Dataset entries
— BEGIN —

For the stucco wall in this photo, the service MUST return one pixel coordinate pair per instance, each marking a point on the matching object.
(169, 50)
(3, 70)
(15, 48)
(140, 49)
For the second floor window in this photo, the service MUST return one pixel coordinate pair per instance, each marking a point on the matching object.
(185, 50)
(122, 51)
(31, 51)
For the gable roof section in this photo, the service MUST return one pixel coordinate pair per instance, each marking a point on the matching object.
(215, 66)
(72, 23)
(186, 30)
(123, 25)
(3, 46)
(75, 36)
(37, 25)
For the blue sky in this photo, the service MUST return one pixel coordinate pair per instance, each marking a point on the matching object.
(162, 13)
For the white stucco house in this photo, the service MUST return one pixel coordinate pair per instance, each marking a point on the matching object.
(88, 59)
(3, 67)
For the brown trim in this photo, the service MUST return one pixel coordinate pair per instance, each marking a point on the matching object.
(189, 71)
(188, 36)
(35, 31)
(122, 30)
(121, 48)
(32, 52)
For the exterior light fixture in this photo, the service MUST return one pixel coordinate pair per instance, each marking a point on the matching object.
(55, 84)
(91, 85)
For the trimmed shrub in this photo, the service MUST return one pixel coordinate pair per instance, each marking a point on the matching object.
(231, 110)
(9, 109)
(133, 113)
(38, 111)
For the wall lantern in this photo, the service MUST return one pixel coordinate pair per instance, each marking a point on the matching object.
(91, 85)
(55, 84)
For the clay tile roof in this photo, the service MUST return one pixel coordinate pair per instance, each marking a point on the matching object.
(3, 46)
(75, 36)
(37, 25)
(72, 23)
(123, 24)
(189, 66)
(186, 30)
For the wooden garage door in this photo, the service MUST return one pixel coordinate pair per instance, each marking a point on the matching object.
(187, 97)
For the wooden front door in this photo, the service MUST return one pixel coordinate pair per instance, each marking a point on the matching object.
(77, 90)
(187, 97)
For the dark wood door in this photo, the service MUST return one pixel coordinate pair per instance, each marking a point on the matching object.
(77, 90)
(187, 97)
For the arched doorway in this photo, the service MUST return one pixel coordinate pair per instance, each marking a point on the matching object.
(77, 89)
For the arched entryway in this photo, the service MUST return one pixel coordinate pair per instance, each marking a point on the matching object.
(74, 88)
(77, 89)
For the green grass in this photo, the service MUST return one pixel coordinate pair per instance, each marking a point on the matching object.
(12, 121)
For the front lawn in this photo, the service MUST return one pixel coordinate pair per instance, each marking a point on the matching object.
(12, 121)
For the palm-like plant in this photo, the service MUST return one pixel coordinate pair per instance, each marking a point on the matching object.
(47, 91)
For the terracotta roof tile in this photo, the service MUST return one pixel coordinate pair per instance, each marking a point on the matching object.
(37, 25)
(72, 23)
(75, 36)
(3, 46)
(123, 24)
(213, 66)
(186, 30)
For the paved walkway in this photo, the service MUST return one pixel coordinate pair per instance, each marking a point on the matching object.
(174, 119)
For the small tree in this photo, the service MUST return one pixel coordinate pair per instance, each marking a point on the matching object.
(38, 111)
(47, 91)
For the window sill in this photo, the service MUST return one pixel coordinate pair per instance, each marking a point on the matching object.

— END —

Write an exact transcription of every entry above.

[Worked solution]:
For the stucco wall in this photo, the service MUST return one pixel coordinate pair per instance, each marking a point on the matching object.
(169, 50)
(3, 70)
(15, 48)
(140, 49)
For the second floor window in this photo, the service MUST return one pixel coordinate pair per instance, each marking a point on the matching object.
(185, 50)
(122, 51)
(31, 51)
For the gable roof section in this photo, the service MUST return one pixel coordinate pair per instance, each marking a point on the matching object.
(215, 66)
(72, 23)
(186, 30)
(123, 25)
(3, 46)
(75, 36)
(37, 25)
For the blue sky in this photo, the service MUST return one pixel coordinate pair per instance, each marking a point on the matching object.
(162, 13)
For the white stucco house in this photo, the service MUST return one pixel coordinate pair per instance, each marking a point on the matching object.
(88, 59)
(3, 67)
For the brown trim in this photo, the service MUST return one pixel coordinate pair per instance, each marking a point on the matching object.
(189, 71)
(188, 36)
(35, 31)
(122, 30)
(121, 48)
(32, 52)
For the exterior light fixture in this photo, the service MUST return one pixel coordinate pair per instance, each marking a point on the matching object.
(55, 84)
(91, 85)
For the trimmed shrub in this photo, the service MUST return one pixel coordinate pair per instance, each marking a point on the matching object.
(231, 110)
(9, 109)
(133, 113)
(38, 111)
For the wall lantern in this photo, the service MUST return one pixel coordinate pair per instance, each marking a point on the matching object.
(91, 85)
(55, 84)
For the clay tile roof in this photo, the service MUST return one pixel coordinate pair per instance, each marking a point on the matching object.
(3, 46)
(75, 36)
(37, 25)
(72, 23)
(123, 24)
(189, 66)
(186, 30)
For the wooden garage door in this photo, the service MUST return one pixel coordinate pair per instance, each marking a point on the matching object.
(187, 97)
For the wooden front door in this photo, the service MUST return one pixel coordinate pair per instance, each marking a point on the matching object.
(77, 90)
(187, 97)
For the dark wood door in this photo, the service MUST return one pixel coordinate pair per instance, each marking a point on the matching object.
(77, 90)
(187, 97)
For the arched doorway in this photo, the service MUST return one pixel coordinate pair per instance, each marking a point on the matching object.
(77, 89)
For the arched entryway in this photo, the service MUST return one pixel coordinate pair per instance, each marking a point on the matching object.
(74, 88)
(77, 89)
For the green grass in this photo, the service MUST return one pixel coordinate pair per instance, each marking a point on the matching object.
(12, 121)
For the front lawn in this photo, the service MUST return one pixel coordinate pair per instance, each marking a point on the matching object.
(12, 121)
For the palm-like plant in this photo, the service MUST return one pixel coordinate pair per instance, each marking a point on the matching object.
(47, 91)
For the terracotta roof tile in this photo, the service MUST return one pixel coordinate pair per instance, each marking a point on the matching object.
(37, 25)
(72, 23)
(75, 36)
(3, 46)
(123, 24)
(213, 66)
(186, 30)
For the paved walkway in this photo, the service MUST return one pixel coordinate pair per instance, each marking a point on the matching object.
(174, 119)
For the small tree in this photo, the service MUST return one pixel coordinate pair per instance, each marking a point on the matching object.
(38, 111)
(47, 91)
For the window sill in this photo, the service MUST return one pixel coordinate pair per instance, each marking a point on the matching object.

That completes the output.